• **EXERCISE INPUT**
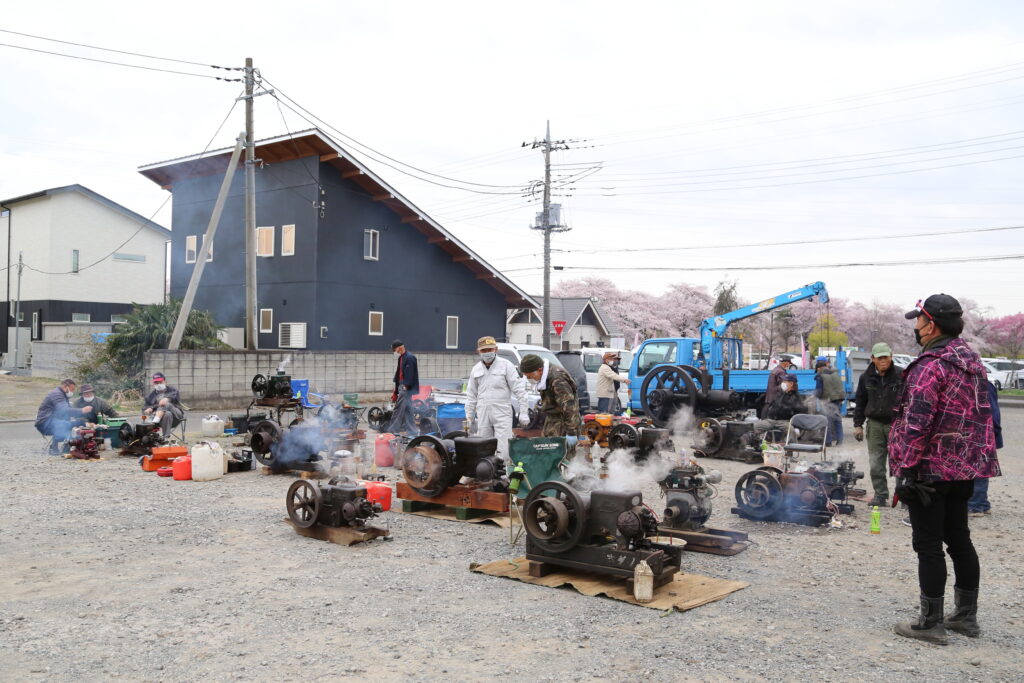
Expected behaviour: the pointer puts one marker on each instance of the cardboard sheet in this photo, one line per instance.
(686, 591)
(498, 519)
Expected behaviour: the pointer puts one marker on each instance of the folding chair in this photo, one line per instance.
(801, 424)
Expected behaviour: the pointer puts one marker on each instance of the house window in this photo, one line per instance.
(371, 245)
(376, 323)
(452, 332)
(288, 241)
(130, 258)
(292, 335)
(264, 241)
(266, 319)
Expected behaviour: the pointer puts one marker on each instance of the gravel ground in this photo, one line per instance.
(109, 572)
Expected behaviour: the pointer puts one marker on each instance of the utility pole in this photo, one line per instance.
(544, 223)
(17, 311)
(250, 210)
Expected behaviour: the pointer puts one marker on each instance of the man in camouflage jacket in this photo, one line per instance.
(558, 396)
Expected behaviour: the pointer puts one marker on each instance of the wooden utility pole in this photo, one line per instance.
(250, 210)
(211, 228)
(545, 224)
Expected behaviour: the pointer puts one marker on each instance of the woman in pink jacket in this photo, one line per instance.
(942, 438)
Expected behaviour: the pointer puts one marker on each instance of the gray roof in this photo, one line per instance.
(110, 204)
(570, 308)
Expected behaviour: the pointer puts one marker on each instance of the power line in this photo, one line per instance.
(147, 221)
(109, 49)
(121, 63)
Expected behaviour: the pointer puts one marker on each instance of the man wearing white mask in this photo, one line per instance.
(493, 384)
(55, 414)
(164, 404)
(99, 407)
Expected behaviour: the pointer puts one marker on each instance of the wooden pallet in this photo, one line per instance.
(714, 541)
(342, 536)
(474, 501)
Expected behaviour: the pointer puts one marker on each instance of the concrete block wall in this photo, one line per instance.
(222, 379)
(52, 358)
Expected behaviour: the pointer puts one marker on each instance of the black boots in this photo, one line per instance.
(929, 626)
(964, 619)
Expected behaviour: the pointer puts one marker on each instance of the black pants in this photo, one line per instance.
(944, 521)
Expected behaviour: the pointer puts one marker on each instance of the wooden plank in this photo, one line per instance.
(343, 536)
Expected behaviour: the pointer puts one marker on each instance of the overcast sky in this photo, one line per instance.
(701, 125)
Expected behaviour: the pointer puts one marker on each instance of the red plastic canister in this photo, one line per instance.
(383, 454)
(378, 492)
(182, 468)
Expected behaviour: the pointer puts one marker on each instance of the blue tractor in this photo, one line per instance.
(706, 376)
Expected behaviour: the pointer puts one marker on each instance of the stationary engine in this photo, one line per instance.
(273, 386)
(341, 502)
(644, 439)
(83, 442)
(688, 492)
(603, 531)
(431, 465)
(805, 496)
(139, 439)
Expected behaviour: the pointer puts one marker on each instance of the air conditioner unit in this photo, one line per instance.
(292, 335)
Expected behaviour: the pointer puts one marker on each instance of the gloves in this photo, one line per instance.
(910, 491)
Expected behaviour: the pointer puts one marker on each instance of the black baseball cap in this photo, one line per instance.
(936, 306)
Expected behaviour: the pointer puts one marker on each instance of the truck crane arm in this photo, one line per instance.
(716, 327)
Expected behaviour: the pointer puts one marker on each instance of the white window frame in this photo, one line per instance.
(288, 235)
(370, 327)
(448, 332)
(375, 245)
(260, 231)
(269, 326)
(293, 330)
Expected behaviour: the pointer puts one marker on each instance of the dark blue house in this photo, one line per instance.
(343, 260)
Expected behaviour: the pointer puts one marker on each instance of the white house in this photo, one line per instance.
(586, 325)
(86, 259)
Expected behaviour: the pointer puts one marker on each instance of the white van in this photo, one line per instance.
(592, 357)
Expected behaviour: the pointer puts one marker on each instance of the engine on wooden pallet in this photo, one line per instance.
(83, 442)
(807, 495)
(341, 502)
(644, 438)
(688, 491)
(604, 531)
(139, 439)
(431, 465)
(272, 386)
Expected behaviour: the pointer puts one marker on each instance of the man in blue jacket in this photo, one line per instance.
(407, 383)
(55, 413)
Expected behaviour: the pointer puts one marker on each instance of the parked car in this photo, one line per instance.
(572, 363)
(592, 358)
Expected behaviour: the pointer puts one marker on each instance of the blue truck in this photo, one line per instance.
(706, 374)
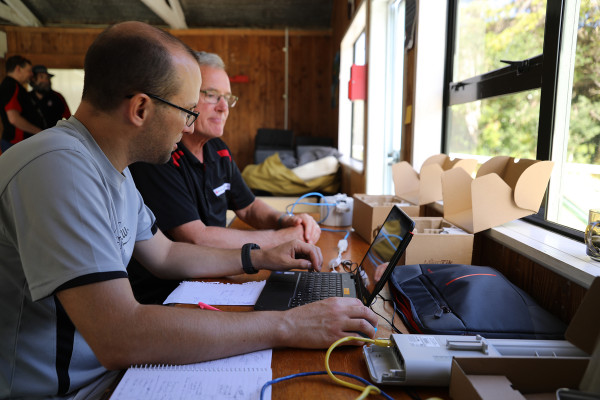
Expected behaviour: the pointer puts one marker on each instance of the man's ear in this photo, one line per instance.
(137, 110)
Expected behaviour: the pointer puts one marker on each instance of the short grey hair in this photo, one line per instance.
(210, 60)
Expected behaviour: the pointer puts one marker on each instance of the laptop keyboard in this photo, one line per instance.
(316, 286)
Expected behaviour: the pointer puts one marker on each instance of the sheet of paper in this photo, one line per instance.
(218, 294)
(237, 377)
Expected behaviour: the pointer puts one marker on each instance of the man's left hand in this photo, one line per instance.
(312, 231)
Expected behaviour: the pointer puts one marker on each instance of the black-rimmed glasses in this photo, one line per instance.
(189, 118)
(213, 97)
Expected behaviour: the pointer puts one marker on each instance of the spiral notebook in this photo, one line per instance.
(237, 377)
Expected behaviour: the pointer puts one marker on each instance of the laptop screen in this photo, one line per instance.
(383, 254)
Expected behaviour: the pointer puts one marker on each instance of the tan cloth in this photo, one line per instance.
(274, 177)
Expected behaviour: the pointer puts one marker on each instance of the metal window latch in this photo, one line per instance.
(479, 344)
(522, 66)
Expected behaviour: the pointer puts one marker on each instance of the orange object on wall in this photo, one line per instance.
(357, 86)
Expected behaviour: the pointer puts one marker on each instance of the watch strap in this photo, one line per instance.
(246, 260)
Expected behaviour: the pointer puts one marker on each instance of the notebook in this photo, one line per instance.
(236, 377)
(284, 287)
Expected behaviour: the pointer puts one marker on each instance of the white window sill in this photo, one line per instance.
(558, 253)
(355, 165)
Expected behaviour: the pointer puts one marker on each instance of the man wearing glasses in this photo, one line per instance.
(191, 194)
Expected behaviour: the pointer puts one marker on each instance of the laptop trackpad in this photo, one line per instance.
(278, 291)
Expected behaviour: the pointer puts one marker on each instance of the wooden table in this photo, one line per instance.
(345, 359)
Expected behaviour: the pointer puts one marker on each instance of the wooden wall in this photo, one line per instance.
(258, 54)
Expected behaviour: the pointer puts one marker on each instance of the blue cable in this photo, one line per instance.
(301, 374)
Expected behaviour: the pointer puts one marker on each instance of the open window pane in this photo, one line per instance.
(505, 125)
(579, 188)
(492, 30)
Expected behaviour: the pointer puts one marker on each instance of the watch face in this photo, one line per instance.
(246, 260)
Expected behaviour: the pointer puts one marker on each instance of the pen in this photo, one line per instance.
(205, 306)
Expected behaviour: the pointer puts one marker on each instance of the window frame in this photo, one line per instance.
(537, 72)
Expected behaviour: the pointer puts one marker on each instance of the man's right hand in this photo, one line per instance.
(317, 325)
(295, 254)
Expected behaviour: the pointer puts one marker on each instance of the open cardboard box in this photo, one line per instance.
(509, 378)
(503, 190)
(369, 212)
(426, 187)
(436, 241)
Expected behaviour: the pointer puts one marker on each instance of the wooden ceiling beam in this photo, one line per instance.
(169, 10)
(18, 13)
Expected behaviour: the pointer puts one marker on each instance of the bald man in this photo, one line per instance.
(69, 318)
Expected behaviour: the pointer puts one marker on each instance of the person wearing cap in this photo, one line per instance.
(51, 103)
(20, 117)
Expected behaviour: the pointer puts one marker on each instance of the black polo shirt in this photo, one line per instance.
(185, 190)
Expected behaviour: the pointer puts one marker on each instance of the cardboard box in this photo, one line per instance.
(509, 378)
(426, 187)
(503, 190)
(370, 211)
(437, 241)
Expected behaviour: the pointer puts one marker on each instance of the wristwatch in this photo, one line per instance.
(246, 260)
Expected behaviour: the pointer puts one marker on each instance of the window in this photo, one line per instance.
(511, 91)
(69, 83)
(357, 151)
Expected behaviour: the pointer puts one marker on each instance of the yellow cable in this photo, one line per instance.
(366, 390)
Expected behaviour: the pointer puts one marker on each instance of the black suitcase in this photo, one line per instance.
(456, 299)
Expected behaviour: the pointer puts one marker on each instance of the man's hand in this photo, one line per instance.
(290, 255)
(312, 231)
(321, 323)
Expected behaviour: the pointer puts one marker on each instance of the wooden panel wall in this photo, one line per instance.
(258, 54)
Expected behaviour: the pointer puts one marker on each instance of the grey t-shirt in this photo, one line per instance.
(67, 218)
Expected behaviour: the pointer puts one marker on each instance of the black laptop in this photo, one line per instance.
(287, 289)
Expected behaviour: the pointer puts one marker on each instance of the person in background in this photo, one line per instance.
(52, 104)
(191, 194)
(20, 117)
(72, 218)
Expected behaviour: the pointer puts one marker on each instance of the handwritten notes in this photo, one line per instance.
(239, 377)
(214, 293)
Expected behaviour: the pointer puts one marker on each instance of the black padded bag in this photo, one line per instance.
(455, 299)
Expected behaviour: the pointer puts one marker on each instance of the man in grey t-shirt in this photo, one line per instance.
(71, 219)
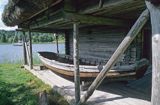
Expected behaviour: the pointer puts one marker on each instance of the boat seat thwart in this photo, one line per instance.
(63, 65)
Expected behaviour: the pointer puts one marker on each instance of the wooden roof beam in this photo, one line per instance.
(94, 20)
(112, 5)
(63, 17)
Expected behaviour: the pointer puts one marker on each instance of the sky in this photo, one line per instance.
(2, 26)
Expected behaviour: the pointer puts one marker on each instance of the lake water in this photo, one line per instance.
(11, 54)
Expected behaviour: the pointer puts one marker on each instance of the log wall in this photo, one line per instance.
(97, 45)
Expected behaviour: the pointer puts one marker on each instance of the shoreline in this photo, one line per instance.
(60, 42)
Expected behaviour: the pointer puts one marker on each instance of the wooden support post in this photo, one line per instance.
(120, 50)
(67, 48)
(57, 44)
(24, 49)
(76, 62)
(30, 50)
(155, 22)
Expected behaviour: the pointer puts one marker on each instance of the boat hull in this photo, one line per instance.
(86, 72)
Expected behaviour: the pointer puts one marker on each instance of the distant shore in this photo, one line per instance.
(59, 42)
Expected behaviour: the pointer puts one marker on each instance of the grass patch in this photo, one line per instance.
(19, 87)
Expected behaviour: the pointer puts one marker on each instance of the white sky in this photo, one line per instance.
(2, 26)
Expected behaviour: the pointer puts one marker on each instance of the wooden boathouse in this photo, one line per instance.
(106, 33)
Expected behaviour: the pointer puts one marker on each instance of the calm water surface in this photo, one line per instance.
(11, 54)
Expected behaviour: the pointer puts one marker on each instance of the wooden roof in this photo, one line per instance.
(60, 14)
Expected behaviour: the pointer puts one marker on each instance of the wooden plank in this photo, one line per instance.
(120, 50)
(76, 62)
(155, 22)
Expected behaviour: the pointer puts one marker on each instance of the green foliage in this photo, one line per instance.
(12, 36)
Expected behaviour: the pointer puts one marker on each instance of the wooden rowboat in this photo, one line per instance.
(63, 65)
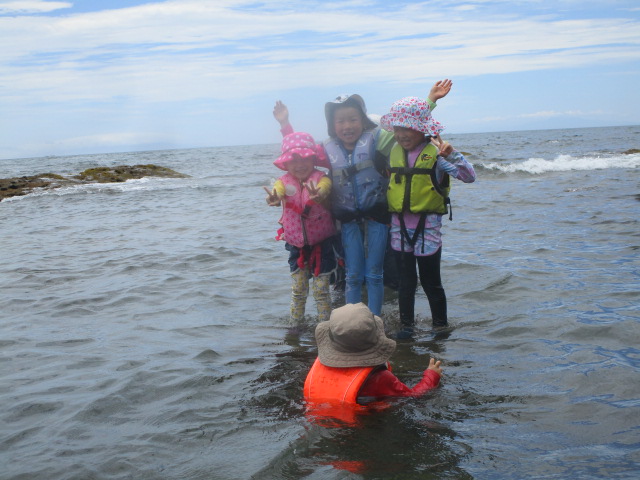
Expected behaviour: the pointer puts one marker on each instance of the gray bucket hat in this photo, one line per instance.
(353, 100)
(353, 337)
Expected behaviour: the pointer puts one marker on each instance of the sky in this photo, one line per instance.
(101, 76)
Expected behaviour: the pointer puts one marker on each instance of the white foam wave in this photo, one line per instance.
(564, 163)
(145, 183)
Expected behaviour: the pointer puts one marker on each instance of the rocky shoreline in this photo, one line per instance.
(16, 186)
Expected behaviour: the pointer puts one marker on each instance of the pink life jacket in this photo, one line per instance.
(304, 222)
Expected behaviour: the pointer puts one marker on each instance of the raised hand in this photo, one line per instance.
(272, 198)
(440, 89)
(281, 113)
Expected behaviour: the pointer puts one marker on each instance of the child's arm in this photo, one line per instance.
(439, 90)
(454, 163)
(281, 114)
(275, 196)
(319, 192)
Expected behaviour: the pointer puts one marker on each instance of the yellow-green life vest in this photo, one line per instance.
(416, 189)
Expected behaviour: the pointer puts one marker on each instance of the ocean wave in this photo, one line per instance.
(140, 184)
(564, 163)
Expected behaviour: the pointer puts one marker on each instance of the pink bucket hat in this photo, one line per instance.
(303, 145)
(413, 113)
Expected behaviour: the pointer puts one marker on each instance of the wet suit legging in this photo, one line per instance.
(429, 269)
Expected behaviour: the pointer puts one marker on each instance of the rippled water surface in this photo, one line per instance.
(143, 325)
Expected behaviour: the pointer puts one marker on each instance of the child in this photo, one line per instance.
(418, 195)
(352, 365)
(307, 224)
(358, 151)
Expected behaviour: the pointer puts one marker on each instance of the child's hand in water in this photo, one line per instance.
(440, 90)
(435, 366)
(272, 198)
(281, 113)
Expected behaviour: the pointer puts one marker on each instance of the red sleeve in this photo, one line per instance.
(286, 130)
(385, 384)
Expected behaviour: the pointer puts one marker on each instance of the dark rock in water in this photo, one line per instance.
(11, 187)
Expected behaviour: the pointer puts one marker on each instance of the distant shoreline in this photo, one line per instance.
(18, 186)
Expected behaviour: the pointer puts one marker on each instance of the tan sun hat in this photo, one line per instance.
(353, 337)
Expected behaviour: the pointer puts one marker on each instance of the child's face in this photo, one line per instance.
(347, 122)
(299, 167)
(408, 138)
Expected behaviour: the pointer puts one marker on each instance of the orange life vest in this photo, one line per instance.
(336, 385)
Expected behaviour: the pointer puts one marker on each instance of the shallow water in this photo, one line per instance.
(144, 325)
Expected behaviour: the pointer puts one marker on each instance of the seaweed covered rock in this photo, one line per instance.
(16, 186)
(123, 173)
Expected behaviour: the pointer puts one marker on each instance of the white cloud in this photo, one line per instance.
(185, 50)
(31, 6)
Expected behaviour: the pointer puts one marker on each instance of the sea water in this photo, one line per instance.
(143, 325)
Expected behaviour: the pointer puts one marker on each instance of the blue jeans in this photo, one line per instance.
(364, 246)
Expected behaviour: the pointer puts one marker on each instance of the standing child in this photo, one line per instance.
(307, 225)
(358, 151)
(418, 196)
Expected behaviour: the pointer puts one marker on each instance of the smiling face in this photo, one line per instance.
(299, 167)
(408, 138)
(347, 122)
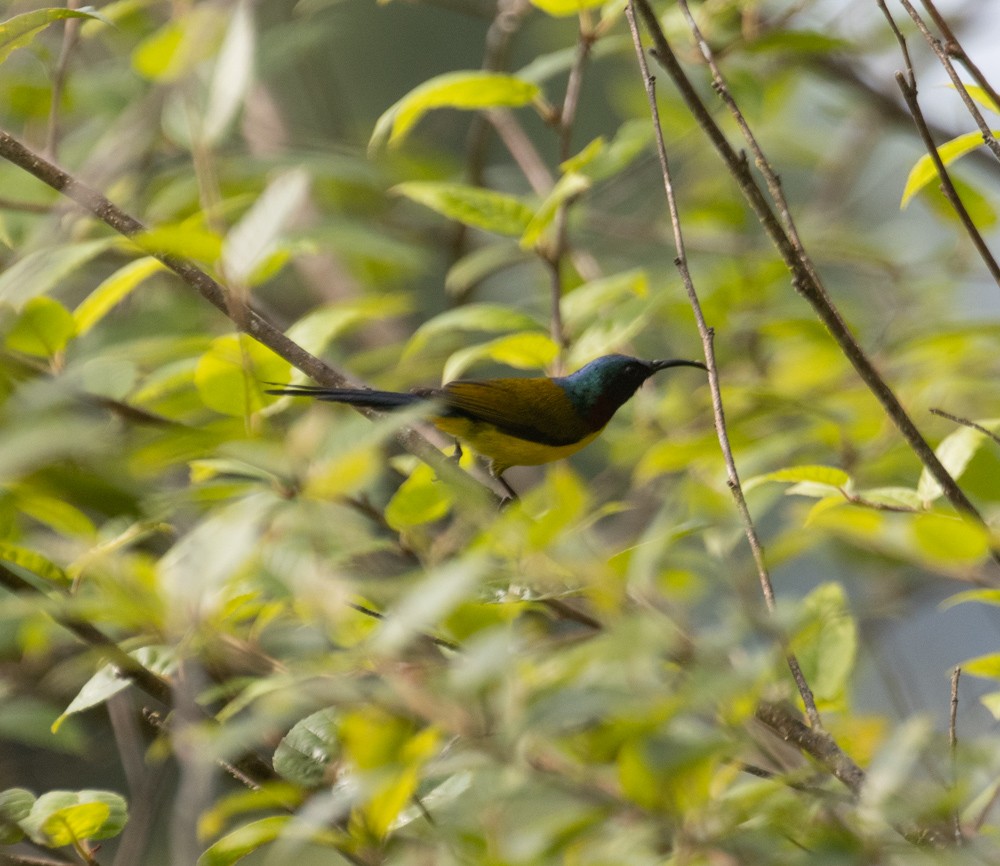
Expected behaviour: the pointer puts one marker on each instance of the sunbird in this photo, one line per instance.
(516, 421)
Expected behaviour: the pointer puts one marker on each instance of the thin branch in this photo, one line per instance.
(955, 49)
(965, 422)
(804, 278)
(152, 684)
(908, 87)
(949, 68)
(707, 340)
(953, 746)
(71, 32)
(246, 318)
(818, 744)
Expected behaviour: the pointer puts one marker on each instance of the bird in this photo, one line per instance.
(516, 421)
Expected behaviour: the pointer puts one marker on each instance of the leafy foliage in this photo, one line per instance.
(322, 644)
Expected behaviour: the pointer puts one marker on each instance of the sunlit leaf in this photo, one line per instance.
(15, 806)
(421, 499)
(41, 271)
(233, 73)
(306, 751)
(474, 206)
(492, 318)
(463, 90)
(569, 187)
(948, 540)
(60, 818)
(828, 476)
(32, 561)
(112, 291)
(232, 375)
(954, 451)
(252, 239)
(109, 681)
(827, 646)
(19, 31)
(526, 351)
(924, 171)
(43, 329)
(565, 8)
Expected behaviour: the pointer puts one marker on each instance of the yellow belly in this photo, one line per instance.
(505, 451)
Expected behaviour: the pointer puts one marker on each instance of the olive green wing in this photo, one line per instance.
(534, 409)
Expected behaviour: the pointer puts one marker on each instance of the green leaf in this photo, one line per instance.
(943, 539)
(987, 667)
(421, 499)
(252, 240)
(69, 817)
(308, 748)
(19, 31)
(231, 376)
(15, 806)
(954, 451)
(112, 291)
(43, 329)
(463, 90)
(176, 49)
(474, 206)
(529, 350)
(568, 188)
(565, 8)
(827, 646)
(828, 476)
(108, 681)
(491, 318)
(34, 562)
(233, 73)
(319, 327)
(924, 171)
(41, 271)
(982, 596)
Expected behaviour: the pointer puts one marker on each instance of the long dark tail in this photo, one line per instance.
(385, 400)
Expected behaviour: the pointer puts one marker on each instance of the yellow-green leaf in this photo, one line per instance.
(530, 350)
(471, 205)
(462, 90)
(20, 30)
(43, 329)
(924, 171)
(31, 561)
(112, 291)
(569, 187)
(828, 476)
(954, 451)
(491, 318)
(232, 375)
(565, 8)
(947, 540)
(422, 498)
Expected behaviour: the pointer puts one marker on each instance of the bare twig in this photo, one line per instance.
(949, 68)
(908, 87)
(953, 745)
(955, 49)
(707, 340)
(817, 744)
(965, 422)
(804, 277)
(246, 318)
(71, 32)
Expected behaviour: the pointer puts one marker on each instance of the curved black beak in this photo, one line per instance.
(662, 365)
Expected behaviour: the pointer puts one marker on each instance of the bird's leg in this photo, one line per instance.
(511, 492)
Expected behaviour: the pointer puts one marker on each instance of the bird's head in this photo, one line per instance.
(605, 384)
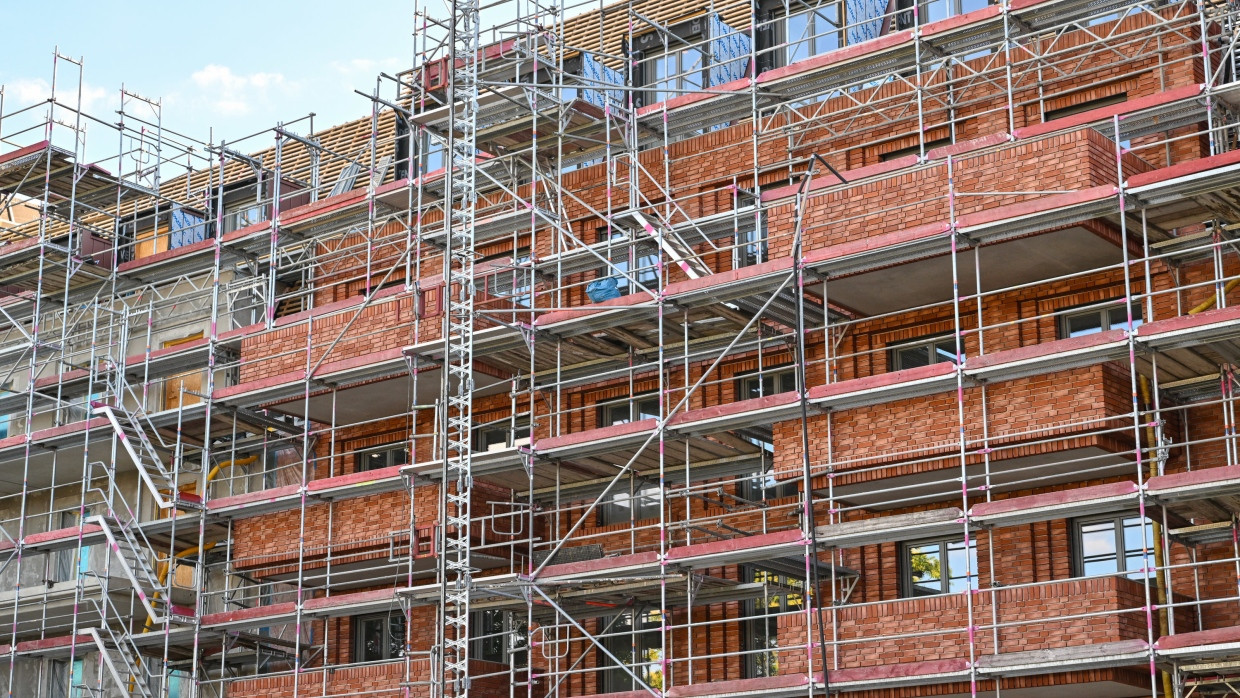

• **EXERCISE**
Which rows above contain the string "person"? Return each of them in full, counting only matches with the same uppercase and lowercase letters.

• **COMPLETED TASK**
Expected behaviour: the pointer puts one marker on each instance of the person wearing cap in this photo, one line per instance.
Expected behaviour: the pointer puts one marker on each instance of the person in background in this photo, one line per instance.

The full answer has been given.